Extract to read:
"The process handling this request has unexpectedly died... (Error Code 203)"

2,661 views
Skip to first unread message

Charles Batty-Capps

unread,
Aug 4, 2018, 11:53:21 PM8/4/18
to Google App Engine
To whomever at Google with knowledge of this error message,
We are using AppEngine Standard with a mix of Java7/8 (on Tuesday our production environment will all be on Java8). We are using basic scaling, generally with a max of ~20 instances, and we rarely see services scale above 5 instances. We frequently get this error in our logs:

The process handling this request unexpectedly died. This is likely to cause a new process to be used for the next request to your application. (Error code 203)

We used to think this was due to an OOM (perhaps an OOM is one possible root cause), however we've been seeing this error more and more frequently, and checking in the Cloud Console, the services were at low memory usage when it happened, and there was no spike in memory usage or other anomaly. So it's fairly safe to assume that this error has multiple root causes (perhaps any java Error ?) 

This seems to be due to high traffic, but our services getting this error haven't nearly scaled to the maximum allowed configured instances, as mentioned above.

So my question to you is:
  • What are all the root causes of this issue?
  • How can we troubleshoot this issue?
  • FYI, I don't believe this is due to performance; we've done a lot of work on performance and generally requests are under 500ms for all endpoints, except for a few endpoints that may take up to 10s when under load. When we see this error, the request time was often under 100ms. We haven't been seeing any 60s timeouts.

Some troubleshooting info
This is happening mostly for 2 of our microservices, and in deferred tasks of a third microservice. The one that sees this error the most seems to be scaling up and down the number of "active" instances fairly frequently. I'm not sure how "active" is determined, other than the obvious of whether there is traffic to the instance.


This happens for a wide variety of requests; requests from our app to our mobile proxy service, requests between services, and deferred tasks. This happens for some slow requests, for some fast requests, for background threads, etc. So it's quite difficult to pinpoint the cause. We can do some blanket work to try to "generally improve performance" but that's a rather inefficient way to solve this problem. I appreciate any help on this matter and I may also create a support ticket, but the ticket system often doesn't provide very useful info. 

Here are some example requests that all had this error:

 

Thanks for any help!

Charles Batty-Capps

unread,
Aug 5, 2018, 12:06:12 AM8/5/18
to Google App Engine
I would add that when this error happens, it seems to have a cascading effect where multiple requests that were executing very close together in time all have the same failure. In other words, it happens in "clumps" where each clump seems to have a discrete root cause that leads to all the requests in the clump failing together.

Short problem a: Based on the thread about error code 203, is each of these statements yes or no? (i) The services getting the error had scaled close to their maximum configured instances. (ii) When the error appeared, the request time was often under 100ms. (iii) The team has been seeing 60s timeouts. Support each answer with the words from the thread that decide it.

Supplied information:
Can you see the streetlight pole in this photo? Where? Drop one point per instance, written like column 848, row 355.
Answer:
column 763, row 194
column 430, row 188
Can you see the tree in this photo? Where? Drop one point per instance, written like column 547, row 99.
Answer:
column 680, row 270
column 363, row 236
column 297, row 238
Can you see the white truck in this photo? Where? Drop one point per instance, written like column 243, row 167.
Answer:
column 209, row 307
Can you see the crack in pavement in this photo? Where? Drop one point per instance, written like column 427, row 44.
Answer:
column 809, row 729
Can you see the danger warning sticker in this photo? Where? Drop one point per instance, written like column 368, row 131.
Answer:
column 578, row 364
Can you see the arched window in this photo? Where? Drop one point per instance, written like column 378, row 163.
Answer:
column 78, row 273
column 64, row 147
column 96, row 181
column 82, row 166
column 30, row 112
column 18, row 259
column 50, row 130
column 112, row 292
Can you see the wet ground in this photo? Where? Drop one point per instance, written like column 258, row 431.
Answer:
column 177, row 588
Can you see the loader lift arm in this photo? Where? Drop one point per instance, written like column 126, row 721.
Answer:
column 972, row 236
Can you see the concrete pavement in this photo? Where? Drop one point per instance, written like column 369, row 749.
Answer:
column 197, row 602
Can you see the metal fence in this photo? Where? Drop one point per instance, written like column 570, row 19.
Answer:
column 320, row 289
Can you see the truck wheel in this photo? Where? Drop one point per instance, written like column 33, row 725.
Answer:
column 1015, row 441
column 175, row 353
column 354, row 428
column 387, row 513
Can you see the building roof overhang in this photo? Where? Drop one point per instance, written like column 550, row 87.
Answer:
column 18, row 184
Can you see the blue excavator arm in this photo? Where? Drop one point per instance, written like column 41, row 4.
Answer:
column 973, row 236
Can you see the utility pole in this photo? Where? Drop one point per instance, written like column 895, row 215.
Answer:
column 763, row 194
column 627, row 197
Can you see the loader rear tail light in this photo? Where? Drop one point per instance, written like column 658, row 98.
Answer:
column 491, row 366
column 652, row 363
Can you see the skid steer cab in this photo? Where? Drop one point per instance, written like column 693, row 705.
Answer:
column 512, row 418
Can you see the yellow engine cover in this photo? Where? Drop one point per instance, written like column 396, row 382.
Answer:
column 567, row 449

Short problem b: Rewrite the rows from the line that contains "Can you see the arched" down to the line that contains "column 320, row 289", with "Drop" replaced by "Place" and everything else left unchanged.

Full solution a:
(i) No: "our services getting this error haven't nearly scaled to the maximum allowed configured instances"
(ii) Yes: "When we see this error, the request time was often under 100ms."
(iii) No: "We haven't been seeing any 60s timeouts."

Full solution b:
Can you see the arched window in this photo? Where? Place one point per instance, written like column 378, row 163.
Answer:
column 78, row 273
column 64, row 147
column 96, row 181
column 82, row 166
column 30, row 112
column 18, row 259
column 50, row 130
column 112, row 292
Can you see the wet ground in this photo? Where? Place one point per instance, written like column 258, row 431.
Answer:
column 177, row 588
Can you see the loader lift arm in this photo? Where? Place one point per instance, written like column 126, row 721.
Answer:
column 972, row 236
Can you see the concrete pavement in this photo? Where? Place one point per instance, written like column 369, row 749.
Answer:
column 197, row 602
Can you see the metal fence in this photo? Where? Place one point per instance, written like column 570, row 19.
Answer:
column 320, row 289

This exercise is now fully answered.